■ **Dataset items**
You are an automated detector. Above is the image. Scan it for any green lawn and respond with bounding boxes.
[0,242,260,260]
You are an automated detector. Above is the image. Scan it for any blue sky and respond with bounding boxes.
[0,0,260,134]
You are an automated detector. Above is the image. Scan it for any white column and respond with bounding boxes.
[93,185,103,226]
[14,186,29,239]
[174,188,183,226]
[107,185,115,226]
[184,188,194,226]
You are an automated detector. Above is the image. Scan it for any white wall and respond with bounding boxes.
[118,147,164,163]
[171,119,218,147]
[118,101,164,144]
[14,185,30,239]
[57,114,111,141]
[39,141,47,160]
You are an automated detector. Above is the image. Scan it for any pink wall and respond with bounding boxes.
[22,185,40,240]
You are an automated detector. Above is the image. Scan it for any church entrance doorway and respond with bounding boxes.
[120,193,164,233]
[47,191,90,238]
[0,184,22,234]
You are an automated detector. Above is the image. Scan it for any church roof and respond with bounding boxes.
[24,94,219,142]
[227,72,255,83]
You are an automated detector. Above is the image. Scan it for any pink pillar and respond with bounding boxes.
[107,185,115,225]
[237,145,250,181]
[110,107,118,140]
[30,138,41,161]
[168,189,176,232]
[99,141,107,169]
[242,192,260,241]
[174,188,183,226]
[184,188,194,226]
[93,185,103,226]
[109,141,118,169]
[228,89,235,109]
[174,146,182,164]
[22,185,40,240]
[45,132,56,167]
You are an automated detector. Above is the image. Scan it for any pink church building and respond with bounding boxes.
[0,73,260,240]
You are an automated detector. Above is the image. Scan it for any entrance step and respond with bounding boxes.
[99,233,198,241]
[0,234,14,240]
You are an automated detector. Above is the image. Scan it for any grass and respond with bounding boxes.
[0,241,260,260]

■ **Directive**
Please rewrite the items from the line containing "grass and respond with bounding boxes." through the end of the items, changing "grass" to "turf" and keeping everything else identical.

■ **Solution to the exercise**
You are an automated detector. Above is the image. Scan it for any turf and respond with bounding boxes.
[0,241,260,260]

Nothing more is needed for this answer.